Fiction and Other Minds: Embodied Words and Creative Worlds

This session of the Fiction and Other Minds Seminar will have two speakers:

Dr Nadine Sigalov: Embodied Entanglements: Synesthesia, Hypermnesia, and Creativity Between Literature and Neuroscience in The Memory Artists and The Beautiful Miscellaneous
This study explores the intersection of synaesthesia, memory, and creativity as depicted in Jeffrey Moore’s The Memory Artists (2004) and Dominic Smith’s The Beautiful Miscellaneous (2007). By intertwining narrative elements with neuroscientific insights, these novels foreground synesthetic experiences as a means to challenge the entrenched duality of art and science. In doing so, the analysis highlights an epistemologically entangled framework (devised by Kristin Zeiler), where science and art co-develop and co-emerge, fostering a nuanced understanding that transcends dualistic approaches.

**Provided data**
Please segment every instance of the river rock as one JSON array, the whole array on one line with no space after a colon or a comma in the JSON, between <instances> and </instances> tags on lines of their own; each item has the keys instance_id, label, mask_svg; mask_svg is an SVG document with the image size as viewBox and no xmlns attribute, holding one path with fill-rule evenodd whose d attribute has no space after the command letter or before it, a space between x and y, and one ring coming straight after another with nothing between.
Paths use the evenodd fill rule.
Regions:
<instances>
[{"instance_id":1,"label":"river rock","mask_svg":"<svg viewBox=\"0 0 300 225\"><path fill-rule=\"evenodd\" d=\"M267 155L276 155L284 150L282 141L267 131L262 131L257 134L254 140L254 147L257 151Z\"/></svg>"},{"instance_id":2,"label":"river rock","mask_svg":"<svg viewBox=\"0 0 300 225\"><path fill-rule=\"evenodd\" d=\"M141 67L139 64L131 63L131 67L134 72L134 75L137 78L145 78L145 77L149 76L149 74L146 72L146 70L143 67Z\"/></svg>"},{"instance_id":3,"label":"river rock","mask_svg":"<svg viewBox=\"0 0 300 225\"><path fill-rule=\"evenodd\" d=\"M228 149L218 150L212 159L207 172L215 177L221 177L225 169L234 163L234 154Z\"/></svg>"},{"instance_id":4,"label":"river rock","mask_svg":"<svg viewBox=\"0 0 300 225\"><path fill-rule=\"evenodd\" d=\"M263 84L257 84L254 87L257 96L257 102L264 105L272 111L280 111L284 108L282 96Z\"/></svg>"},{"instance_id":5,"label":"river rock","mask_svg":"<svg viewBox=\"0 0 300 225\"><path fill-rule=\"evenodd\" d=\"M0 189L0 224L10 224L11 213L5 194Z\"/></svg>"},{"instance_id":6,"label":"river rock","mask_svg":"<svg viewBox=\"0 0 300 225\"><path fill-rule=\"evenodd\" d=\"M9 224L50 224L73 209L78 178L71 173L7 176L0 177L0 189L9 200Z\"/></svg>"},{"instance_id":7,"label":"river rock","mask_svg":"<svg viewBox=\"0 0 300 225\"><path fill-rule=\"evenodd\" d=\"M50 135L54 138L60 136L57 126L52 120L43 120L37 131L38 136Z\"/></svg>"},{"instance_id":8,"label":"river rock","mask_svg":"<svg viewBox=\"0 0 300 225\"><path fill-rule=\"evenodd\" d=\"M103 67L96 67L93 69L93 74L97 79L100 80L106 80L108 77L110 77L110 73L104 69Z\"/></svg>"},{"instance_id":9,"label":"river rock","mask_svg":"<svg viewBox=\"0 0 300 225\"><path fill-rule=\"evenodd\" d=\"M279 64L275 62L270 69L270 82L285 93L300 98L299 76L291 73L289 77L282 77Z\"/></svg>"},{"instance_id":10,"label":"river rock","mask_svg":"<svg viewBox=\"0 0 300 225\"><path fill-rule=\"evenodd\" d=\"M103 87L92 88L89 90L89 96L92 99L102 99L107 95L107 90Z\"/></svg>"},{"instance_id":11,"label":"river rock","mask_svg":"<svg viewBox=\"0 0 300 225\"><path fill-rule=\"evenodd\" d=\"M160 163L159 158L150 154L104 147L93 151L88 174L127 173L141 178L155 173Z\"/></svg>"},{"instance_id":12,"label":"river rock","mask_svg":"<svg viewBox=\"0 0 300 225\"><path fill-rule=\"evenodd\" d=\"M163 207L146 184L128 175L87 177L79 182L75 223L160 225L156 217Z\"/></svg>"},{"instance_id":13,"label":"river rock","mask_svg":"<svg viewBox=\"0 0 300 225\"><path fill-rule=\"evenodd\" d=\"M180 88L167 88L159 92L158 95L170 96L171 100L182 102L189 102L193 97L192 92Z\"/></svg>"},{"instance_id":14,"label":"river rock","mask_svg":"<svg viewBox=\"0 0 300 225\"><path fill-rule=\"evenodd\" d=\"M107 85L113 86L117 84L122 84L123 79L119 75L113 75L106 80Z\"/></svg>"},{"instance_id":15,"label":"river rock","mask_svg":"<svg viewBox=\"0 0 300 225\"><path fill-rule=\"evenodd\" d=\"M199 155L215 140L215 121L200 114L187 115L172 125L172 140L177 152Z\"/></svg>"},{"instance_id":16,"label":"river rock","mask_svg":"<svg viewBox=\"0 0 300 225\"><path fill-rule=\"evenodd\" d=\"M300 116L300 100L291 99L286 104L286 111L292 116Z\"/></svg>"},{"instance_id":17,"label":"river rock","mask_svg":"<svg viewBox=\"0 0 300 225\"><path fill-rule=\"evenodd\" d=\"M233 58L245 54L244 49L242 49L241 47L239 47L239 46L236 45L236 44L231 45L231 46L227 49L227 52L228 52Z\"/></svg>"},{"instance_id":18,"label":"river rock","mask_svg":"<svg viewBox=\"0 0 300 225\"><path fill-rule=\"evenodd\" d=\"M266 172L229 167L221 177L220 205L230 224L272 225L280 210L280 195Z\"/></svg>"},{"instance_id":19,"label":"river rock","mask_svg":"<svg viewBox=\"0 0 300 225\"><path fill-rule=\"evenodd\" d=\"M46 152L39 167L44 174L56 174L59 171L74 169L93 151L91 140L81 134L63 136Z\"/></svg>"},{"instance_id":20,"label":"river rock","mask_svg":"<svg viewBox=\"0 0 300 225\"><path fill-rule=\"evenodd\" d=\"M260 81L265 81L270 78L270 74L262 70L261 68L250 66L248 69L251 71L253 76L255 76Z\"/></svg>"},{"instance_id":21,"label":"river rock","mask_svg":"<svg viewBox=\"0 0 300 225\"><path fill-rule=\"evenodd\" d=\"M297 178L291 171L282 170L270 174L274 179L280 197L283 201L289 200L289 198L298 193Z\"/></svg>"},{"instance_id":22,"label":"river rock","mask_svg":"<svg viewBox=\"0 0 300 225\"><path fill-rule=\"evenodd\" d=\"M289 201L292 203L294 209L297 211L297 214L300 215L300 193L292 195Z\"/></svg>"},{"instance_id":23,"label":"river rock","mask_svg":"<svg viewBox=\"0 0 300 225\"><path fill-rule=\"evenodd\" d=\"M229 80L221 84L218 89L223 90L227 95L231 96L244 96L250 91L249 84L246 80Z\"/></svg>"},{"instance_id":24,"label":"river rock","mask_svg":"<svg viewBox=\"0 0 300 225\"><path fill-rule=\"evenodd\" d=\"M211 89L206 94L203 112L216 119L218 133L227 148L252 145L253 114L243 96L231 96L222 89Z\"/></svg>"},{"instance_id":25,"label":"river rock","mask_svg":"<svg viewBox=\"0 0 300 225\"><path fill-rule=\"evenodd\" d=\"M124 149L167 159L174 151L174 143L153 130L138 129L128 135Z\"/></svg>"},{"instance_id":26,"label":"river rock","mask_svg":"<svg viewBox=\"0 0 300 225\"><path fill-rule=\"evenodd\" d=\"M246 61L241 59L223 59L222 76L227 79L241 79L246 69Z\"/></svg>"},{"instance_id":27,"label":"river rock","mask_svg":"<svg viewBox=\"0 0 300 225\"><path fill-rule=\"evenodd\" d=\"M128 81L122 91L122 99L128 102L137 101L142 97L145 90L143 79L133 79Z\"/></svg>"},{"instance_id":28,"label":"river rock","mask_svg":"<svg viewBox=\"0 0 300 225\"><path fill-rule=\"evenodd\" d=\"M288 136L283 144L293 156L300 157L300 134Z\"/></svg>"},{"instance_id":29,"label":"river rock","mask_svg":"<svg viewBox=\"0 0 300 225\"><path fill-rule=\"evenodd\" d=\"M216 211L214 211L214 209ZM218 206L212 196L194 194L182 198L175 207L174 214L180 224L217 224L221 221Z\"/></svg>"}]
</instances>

**Do this**
Rewrite the part of the seminar announcement that opens with "This session of" and closes with "transcends dualistic approaches.", putting "books" wherever "novels" appears.

**Task output**
This session of the Fiction and Other Minds Seminar will have two speakers:

Dr Nadine Sigalov: Embodied Entanglements: Synesthesia, Hypermnesia, and Creativity Between Literature and Neuroscience in The Memory Artists and The Beautiful Miscellaneous
This study explores the intersection of synaesthesia, memory, and creativity as depicted in Jeffrey Moore’s The Memory Artists (2004) and Dominic Smith’s The Beautiful Miscellaneous (2007). By intertwining narrative elements with neuroscientific insights, these books foreground synesthetic experiences as a means to challenge the entrenched duality of art and science. In doing so, the analysis highlights an epistemologically entangled framework (devised by Kristin Zeiler), where science and art co-develop and co-emerge, fostering a nuanced understanding that transcends dualistic approaches.